- **STATED PROBLEM**
Gather every line of the records below that contains the string "white", copying each line in full. Case counts.

(Records on locating named things)
================================

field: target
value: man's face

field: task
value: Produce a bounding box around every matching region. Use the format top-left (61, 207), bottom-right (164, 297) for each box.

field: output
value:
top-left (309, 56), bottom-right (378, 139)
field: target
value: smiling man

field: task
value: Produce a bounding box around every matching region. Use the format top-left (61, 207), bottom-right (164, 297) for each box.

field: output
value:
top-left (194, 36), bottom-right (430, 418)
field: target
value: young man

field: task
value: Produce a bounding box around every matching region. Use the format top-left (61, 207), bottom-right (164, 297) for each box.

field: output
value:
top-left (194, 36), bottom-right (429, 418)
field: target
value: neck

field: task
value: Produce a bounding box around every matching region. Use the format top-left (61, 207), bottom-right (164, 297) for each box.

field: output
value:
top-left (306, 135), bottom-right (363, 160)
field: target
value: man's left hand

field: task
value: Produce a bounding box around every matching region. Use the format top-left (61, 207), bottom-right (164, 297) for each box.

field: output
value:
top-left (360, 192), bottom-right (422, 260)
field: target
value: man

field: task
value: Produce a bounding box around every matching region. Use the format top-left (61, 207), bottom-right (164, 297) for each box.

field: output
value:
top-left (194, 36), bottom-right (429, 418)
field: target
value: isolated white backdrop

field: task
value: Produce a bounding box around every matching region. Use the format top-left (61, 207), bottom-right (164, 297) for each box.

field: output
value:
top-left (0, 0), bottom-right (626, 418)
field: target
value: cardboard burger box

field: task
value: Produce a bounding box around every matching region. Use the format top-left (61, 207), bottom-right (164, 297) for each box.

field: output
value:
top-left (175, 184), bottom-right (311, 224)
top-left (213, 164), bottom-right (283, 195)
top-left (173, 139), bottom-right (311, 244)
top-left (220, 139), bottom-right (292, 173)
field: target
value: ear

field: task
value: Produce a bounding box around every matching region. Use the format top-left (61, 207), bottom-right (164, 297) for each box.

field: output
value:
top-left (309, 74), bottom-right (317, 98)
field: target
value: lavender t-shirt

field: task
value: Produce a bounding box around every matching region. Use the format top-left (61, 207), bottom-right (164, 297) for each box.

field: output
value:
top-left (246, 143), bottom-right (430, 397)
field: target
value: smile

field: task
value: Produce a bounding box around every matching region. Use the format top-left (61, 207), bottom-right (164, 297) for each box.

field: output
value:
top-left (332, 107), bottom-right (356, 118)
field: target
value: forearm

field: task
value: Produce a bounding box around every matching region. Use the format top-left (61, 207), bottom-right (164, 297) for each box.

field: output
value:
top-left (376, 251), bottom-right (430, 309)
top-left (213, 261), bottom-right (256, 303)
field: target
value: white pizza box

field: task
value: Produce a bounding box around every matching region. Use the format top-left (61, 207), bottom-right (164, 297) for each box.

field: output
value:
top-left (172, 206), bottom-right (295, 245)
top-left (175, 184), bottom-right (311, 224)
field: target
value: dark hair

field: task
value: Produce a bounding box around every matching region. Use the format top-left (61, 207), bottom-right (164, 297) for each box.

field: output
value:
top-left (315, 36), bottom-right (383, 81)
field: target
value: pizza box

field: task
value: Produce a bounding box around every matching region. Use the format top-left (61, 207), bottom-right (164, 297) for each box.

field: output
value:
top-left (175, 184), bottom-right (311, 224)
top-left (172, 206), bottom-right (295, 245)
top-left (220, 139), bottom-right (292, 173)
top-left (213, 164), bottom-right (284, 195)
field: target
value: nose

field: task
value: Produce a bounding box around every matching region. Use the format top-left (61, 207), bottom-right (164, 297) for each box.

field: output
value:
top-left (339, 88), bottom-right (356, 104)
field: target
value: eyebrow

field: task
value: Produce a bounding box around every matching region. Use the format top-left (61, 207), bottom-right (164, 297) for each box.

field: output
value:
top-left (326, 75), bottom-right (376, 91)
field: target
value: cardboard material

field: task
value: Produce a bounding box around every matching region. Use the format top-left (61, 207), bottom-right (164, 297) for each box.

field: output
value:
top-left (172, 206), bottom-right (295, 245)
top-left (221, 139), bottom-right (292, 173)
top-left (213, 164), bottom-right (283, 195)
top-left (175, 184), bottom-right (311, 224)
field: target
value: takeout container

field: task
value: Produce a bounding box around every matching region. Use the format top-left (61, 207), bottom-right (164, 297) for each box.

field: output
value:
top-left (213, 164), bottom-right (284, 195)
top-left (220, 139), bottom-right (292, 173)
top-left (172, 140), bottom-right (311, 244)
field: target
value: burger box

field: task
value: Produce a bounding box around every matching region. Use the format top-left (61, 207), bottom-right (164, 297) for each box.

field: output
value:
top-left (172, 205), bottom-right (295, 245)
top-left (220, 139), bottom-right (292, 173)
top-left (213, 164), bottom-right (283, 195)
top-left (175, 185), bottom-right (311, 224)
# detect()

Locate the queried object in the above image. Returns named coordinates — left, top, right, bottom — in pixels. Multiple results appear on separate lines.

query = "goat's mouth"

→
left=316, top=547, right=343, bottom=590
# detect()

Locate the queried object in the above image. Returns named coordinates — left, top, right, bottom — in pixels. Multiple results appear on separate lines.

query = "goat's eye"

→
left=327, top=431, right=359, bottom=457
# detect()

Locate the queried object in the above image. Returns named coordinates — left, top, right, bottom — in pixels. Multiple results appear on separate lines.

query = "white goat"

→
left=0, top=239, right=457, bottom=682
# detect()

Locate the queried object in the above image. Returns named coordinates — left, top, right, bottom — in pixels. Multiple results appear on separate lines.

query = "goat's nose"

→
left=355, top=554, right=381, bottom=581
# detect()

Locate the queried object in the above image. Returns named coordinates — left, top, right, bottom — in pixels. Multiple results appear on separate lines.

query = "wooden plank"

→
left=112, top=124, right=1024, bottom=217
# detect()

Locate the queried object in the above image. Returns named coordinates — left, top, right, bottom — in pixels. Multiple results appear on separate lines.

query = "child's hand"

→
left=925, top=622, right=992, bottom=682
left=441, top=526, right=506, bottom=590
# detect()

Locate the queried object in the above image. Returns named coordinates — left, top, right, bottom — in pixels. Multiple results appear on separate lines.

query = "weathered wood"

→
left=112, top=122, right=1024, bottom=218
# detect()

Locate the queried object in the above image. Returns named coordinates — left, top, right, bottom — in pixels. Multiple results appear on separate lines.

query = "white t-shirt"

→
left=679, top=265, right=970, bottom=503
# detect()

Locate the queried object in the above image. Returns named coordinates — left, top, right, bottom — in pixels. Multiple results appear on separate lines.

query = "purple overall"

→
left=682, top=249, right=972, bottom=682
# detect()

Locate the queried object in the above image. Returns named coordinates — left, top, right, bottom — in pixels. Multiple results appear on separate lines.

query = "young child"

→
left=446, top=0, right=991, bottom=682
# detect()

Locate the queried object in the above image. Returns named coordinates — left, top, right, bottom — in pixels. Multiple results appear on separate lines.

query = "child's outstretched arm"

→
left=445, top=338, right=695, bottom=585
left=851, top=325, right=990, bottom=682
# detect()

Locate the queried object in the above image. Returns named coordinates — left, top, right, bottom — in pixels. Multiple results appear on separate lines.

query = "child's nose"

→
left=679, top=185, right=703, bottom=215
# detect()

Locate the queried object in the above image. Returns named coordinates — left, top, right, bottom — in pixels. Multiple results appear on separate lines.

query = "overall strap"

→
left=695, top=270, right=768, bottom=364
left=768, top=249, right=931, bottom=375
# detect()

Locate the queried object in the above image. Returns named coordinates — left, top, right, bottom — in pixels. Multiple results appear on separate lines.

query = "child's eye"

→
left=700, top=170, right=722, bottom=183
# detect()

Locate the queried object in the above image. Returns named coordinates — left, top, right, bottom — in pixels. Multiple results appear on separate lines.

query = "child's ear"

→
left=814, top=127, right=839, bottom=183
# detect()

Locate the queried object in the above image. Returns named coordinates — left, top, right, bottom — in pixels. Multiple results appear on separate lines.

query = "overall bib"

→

================================

- **THE SOLUTION**
value: isolated white backdrop
value: white pizza box
query = "white goat"
query = "white t-shirt"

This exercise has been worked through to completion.